Compiti richiesti:
(a) Nel testo sulle nomine dei commissari europei, quale candidata è stata scelta al posto di Tomaž Vesel?
(b) Copia dal testo sulle nomine dei commissari europei il tratto che inizia con "Nello stallo di" e termina con "suo parlamento nazionale.".
(c) Prosegui il testo sulle nomine dei commissari europei dal punto in cui si interrompe.

Nello stallo di queste ore a Bruxelles, sui tavoli delle trattative sui nomi e sulle deleghe dei nuovi commissari europei, è guerra di fonti riservate. Dal lato della Commissione viene spiegato che la vicepresidenza esecutiva all’italiano Raffaele Fitto non è un «grosso» ostacolo, l’impasse sarebbe dovuto al nome sloveno: il commissario Tomaž Vesel si è ritirato ma la scelta della nuova candidata – donna, come da richiesta – la liberale Marta Kos, deve passare oggi al vaglio del suo parlamento nazionale.

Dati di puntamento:
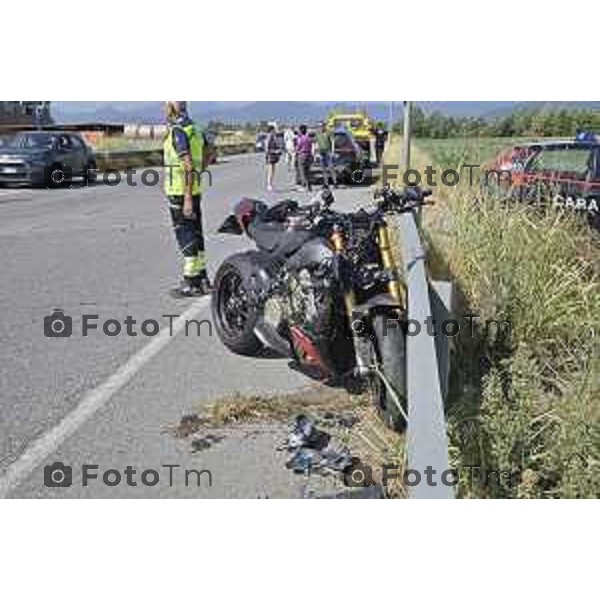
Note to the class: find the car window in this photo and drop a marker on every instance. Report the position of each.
(342, 142)
(564, 160)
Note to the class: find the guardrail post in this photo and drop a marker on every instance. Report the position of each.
(427, 442)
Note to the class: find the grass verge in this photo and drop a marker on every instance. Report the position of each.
(527, 404)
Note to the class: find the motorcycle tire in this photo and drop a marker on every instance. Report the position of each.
(233, 313)
(390, 353)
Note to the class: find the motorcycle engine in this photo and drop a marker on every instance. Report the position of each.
(300, 301)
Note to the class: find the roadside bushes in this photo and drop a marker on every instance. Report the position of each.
(525, 409)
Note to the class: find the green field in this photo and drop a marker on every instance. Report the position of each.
(452, 152)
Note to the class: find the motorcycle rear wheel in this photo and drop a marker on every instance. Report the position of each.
(234, 314)
(389, 346)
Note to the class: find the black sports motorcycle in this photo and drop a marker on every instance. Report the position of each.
(323, 289)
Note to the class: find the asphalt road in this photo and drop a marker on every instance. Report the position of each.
(107, 400)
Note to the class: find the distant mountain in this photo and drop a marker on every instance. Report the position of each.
(288, 111)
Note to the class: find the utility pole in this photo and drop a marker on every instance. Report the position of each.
(406, 136)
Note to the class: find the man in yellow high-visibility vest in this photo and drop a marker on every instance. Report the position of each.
(183, 161)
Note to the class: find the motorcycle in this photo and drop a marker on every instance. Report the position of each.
(321, 288)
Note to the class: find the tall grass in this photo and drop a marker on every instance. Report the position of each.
(527, 404)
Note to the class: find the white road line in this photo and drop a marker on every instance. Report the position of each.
(91, 402)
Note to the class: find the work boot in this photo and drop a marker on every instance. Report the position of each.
(202, 284)
(186, 289)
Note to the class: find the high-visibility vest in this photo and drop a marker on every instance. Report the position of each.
(174, 172)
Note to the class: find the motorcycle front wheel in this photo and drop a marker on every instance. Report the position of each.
(234, 313)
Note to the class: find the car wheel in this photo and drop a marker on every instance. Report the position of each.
(54, 176)
(234, 313)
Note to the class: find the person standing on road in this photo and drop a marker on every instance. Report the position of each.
(326, 151)
(380, 140)
(304, 156)
(272, 155)
(183, 159)
(289, 143)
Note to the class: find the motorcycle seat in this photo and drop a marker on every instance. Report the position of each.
(267, 234)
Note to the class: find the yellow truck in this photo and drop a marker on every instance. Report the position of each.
(358, 124)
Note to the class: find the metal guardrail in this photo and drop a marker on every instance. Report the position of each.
(154, 156)
(427, 358)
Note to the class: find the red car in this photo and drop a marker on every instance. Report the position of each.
(565, 172)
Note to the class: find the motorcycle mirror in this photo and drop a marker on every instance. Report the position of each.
(327, 197)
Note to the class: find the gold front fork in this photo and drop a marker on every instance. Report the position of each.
(337, 241)
(396, 288)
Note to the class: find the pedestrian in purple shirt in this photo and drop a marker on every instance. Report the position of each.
(304, 155)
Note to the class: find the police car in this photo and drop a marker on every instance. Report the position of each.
(566, 173)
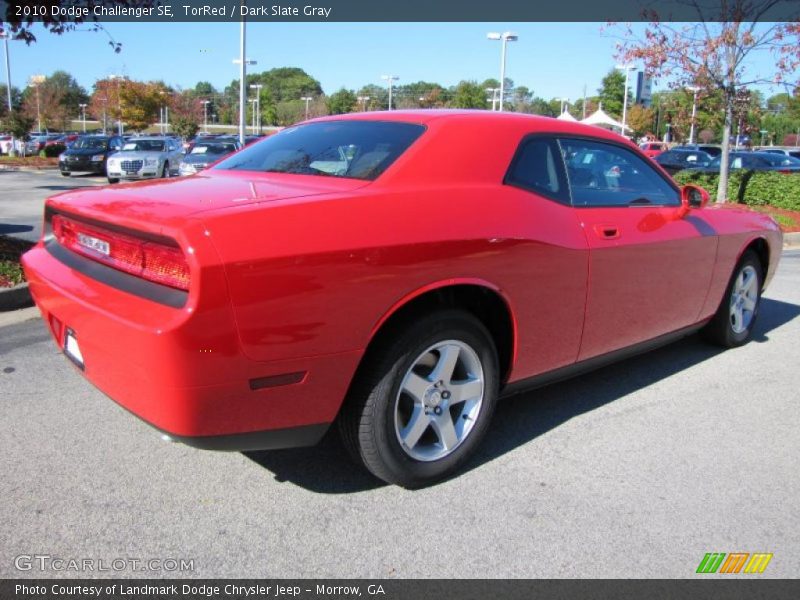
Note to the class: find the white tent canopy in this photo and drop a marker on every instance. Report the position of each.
(601, 118)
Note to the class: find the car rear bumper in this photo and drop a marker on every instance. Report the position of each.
(181, 369)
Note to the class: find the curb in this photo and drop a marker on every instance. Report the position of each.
(16, 297)
(791, 240)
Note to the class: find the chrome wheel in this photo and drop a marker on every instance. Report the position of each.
(439, 400)
(744, 299)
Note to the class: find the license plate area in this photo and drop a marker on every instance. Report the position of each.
(72, 350)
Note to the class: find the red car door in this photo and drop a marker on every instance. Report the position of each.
(649, 266)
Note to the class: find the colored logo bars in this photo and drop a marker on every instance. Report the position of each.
(736, 562)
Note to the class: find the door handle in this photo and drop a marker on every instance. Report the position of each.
(607, 232)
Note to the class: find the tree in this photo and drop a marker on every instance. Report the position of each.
(58, 22)
(341, 102)
(612, 93)
(713, 54)
(469, 94)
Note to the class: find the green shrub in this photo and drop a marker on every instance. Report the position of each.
(775, 189)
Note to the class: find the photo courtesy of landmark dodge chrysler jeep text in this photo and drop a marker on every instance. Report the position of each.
(393, 273)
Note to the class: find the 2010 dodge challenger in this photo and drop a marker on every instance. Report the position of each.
(394, 273)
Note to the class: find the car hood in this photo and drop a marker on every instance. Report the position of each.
(136, 155)
(203, 159)
(168, 202)
(84, 151)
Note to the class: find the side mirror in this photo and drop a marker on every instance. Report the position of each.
(693, 196)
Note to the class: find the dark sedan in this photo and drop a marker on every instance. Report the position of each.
(678, 159)
(755, 161)
(88, 154)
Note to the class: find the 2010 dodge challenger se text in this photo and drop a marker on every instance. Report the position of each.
(393, 273)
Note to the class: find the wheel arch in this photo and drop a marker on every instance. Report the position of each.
(482, 299)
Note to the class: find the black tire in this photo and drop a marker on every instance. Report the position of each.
(368, 422)
(723, 329)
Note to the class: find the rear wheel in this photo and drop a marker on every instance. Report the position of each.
(423, 400)
(733, 323)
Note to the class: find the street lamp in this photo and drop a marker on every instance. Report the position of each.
(118, 78)
(306, 99)
(627, 69)
(36, 81)
(390, 79)
(257, 87)
(83, 116)
(493, 92)
(242, 62)
(205, 115)
(694, 89)
(505, 38)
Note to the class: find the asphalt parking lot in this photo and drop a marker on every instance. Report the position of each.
(636, 470)
(23, 195)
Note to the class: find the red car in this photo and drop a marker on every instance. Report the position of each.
(653, 149)
(384, 272)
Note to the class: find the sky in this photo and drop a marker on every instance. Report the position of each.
(554, 60)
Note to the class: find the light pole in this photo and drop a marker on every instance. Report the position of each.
(694, 89)
(627, 69)
(242, 62)
(504, 38)
(36, 81)
(253, 102)
(306, 99)
(493, 92)
(118, 78)
(205, 115)
(257, 87)
(390, 79)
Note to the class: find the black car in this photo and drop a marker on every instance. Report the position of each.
(678, 159)
(88, 154)
(755, 161)
(204, 153)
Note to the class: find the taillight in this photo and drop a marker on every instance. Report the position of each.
(146, 259)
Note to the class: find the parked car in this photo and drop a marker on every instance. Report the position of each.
(710, 149)
(755, 161)
(205, 153)
(145, 158)
(678, 159)
(89, 154)
(792, 151)
(5, 144)
(383, 272)
(653, 149)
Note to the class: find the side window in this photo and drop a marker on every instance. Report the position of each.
(537, 167)
(603, 174)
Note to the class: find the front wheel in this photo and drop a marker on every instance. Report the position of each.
(733, 323)
(423, 400)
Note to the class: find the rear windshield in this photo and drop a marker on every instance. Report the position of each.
(355, 149)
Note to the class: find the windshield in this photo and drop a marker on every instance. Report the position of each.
(355, 149)
(217, 149)
(144, 146)
(93, 143)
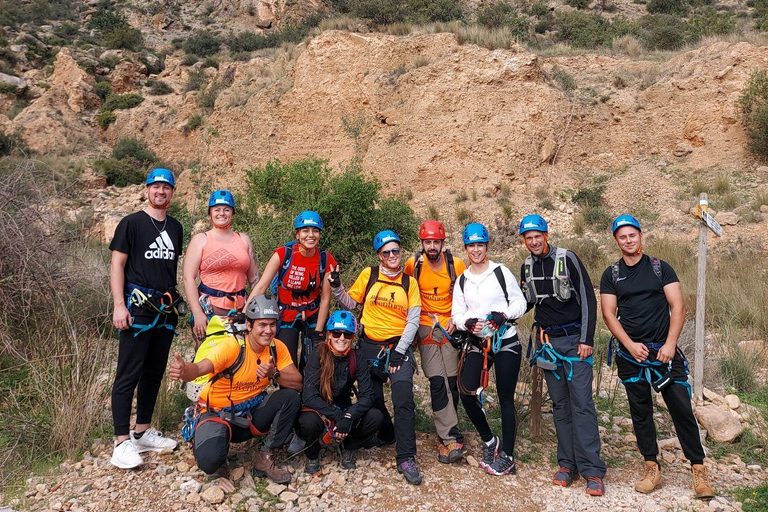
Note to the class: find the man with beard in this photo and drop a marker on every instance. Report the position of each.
(435, 269)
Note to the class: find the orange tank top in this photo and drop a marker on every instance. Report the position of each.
(224, 267)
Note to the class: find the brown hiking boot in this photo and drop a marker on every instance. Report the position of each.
(701, 485)
(264, 465)
(651, 477)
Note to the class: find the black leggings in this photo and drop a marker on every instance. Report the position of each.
(141, 362)
(507, 363)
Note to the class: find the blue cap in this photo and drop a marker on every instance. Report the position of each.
(475, 233)
(533, 223)
(625, 220)
(160, 175)
(221, 198)
(383, 238)
(308, 219)
(341, 321)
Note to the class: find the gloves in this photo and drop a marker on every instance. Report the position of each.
(397, 359)
(344, 425)
(470, 324)
(496, 320)
(335, 279)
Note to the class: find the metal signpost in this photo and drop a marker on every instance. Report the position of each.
(708, 222)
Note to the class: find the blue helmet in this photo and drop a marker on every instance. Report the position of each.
(160, 175)
(533, 223)
(383, 238)
(221, 198)
(625, 220)
(475, 233)
(308, 219)
(341, 321)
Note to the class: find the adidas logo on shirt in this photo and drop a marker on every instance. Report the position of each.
(161, 249)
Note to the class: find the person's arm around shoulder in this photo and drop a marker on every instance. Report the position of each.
(270, 271)
(252, 274)
(121, 317)
(192, 260)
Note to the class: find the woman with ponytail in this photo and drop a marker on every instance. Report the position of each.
(225, 263)
(328, 411)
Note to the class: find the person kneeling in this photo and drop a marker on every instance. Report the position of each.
(328, 411)
(235, 403)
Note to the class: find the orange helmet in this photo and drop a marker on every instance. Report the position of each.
(432, 230)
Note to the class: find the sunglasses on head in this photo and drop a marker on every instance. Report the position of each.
(342, 334)
(393, 252)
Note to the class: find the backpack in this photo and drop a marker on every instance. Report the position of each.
(499, 276)
(655, 263)
(277, 280)
(560, 280)
(418, 261)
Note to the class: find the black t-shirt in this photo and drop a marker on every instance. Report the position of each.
(643, 307)
(152, 247)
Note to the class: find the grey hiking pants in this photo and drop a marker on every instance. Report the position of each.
(573, 410)
(441, 366)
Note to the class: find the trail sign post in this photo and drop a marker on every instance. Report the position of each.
(707, 222)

Risposte ai compiti:
(a) La liberale Marta Kos.

(b)
Nello stallo di queste ore a Bruxelles, sui tavoli delle trattative sui nomi e sulle deleghe dei nuovi commissari europei, è guerra di fonti riservate. Dal lato della Commissione viene spiegato che la vicepresidenza esecutiva all’italiano Raffaele Fitto non è un «grosso» ostacolo, l’impasse sarebbe dovuto al nome sloveno: il commissario Tomaž Vesel si è ritirato ma la scelta della nuova candidata – donna, come da richiesta – la liberale Marta Kos, deve passare oggi al vaglio del suo parlamento nazionale.

(c)
Quanto a Fitto, von der Leyen sarebbe sicura di riuscire a spiegare a verdi, socialisti e liberali perché deve assegnargli una vicepresidenza esecutiva. La presidente non accetta l’obiezione che si tratti di troppo “peso” dato a un sovranista. Il parlamento europeo ha già eletto due vicepresidenti di Ecr. Fonti del gruppo socialista sostengono la tesi opposta. «Non riusciamo a capire come un governo che non ha sostenuto von der Leyen possa ora avere un posto in Commissione allo stesso livello nostro», cioè dei socialisti, «o del Ppe».

Insomma, von der Leyen è stata eletta presidente grazie alle forze europeiste. Ed ha promesso che lavorerà con le forze europeiste. Se si rimangia tutto, i verdi sarebbero pronti a non votarla – ma anche i liberali si sono impuntati, per una questione di equilibri – e i socialisti finirebbero nei guai: non potrebbero non votare la Commissione, ma così ne favorirebbero lo spostamento politico verso i conservatori.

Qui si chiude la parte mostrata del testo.